The problem> Read the lines of the data below and retrieve those with "target".

Given data>
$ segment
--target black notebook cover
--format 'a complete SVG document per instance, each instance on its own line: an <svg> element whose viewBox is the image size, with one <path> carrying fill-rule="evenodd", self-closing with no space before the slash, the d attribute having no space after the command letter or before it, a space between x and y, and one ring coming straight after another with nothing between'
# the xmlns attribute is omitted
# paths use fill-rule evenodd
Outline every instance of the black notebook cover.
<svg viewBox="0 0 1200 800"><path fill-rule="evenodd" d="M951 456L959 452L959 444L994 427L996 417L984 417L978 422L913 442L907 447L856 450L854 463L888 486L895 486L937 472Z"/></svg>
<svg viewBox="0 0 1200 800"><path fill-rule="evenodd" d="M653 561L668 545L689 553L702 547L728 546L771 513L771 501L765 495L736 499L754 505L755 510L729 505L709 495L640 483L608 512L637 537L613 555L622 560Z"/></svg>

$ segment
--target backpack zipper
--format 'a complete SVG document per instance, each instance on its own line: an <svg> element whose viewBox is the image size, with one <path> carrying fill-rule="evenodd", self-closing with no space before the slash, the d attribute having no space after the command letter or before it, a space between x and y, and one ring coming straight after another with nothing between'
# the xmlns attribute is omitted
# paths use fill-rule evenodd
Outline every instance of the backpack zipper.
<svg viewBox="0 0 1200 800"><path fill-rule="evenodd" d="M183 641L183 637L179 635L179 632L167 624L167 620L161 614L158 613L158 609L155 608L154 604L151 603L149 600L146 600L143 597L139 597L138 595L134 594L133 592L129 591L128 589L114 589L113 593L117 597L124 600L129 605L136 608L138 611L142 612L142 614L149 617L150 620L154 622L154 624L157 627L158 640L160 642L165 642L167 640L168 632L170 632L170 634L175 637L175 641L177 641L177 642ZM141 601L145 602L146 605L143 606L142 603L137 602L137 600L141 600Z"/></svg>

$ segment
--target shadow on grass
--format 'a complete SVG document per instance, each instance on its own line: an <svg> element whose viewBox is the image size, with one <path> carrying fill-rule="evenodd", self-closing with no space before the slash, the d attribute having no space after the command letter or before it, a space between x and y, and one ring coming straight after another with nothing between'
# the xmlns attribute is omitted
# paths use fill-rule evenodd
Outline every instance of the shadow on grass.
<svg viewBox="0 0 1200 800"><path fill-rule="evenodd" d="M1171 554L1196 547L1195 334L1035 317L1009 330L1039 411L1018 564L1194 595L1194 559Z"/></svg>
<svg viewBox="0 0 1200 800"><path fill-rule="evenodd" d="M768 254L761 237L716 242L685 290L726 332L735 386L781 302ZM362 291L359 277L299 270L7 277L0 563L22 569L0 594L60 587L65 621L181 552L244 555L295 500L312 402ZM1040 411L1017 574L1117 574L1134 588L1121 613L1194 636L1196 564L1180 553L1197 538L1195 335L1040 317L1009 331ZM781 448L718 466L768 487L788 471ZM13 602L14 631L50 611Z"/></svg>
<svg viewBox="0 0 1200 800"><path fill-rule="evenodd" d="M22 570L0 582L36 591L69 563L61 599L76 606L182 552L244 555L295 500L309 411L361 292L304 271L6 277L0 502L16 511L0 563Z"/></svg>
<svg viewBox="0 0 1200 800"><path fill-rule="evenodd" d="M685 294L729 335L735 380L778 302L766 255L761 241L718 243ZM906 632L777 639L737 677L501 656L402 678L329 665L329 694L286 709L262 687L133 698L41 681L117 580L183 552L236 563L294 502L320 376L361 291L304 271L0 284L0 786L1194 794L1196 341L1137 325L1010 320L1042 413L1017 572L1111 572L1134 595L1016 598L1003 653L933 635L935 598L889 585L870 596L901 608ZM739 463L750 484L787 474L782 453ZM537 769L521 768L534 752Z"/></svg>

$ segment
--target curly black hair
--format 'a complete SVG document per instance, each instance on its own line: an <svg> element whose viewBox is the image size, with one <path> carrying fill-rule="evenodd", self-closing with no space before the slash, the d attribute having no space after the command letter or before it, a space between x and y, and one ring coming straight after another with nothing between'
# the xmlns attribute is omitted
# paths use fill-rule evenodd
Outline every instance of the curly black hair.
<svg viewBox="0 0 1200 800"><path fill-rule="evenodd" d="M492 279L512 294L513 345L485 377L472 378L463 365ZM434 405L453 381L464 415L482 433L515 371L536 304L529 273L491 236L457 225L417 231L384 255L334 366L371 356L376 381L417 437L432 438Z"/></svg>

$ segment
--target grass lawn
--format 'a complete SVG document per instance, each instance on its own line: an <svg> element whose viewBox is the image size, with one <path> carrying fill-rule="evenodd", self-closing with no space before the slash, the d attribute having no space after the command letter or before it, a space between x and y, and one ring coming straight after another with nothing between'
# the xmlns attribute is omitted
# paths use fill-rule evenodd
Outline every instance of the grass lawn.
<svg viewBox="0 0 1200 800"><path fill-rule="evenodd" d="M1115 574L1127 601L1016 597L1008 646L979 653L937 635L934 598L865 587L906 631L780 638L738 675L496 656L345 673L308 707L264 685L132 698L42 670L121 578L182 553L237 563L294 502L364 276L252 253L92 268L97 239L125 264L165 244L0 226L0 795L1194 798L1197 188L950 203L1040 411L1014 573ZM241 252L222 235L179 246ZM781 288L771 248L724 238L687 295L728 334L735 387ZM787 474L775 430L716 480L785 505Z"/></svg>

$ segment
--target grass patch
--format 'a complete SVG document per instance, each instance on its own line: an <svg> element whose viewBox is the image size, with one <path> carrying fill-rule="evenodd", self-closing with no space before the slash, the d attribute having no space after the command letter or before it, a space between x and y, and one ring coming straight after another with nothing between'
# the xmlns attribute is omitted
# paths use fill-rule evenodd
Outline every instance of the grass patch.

Solved problem>
--target black notebook cover
--target backpack zipper
--target shadow on grass
--target curly black hair
--target grass lawn
--target grass patch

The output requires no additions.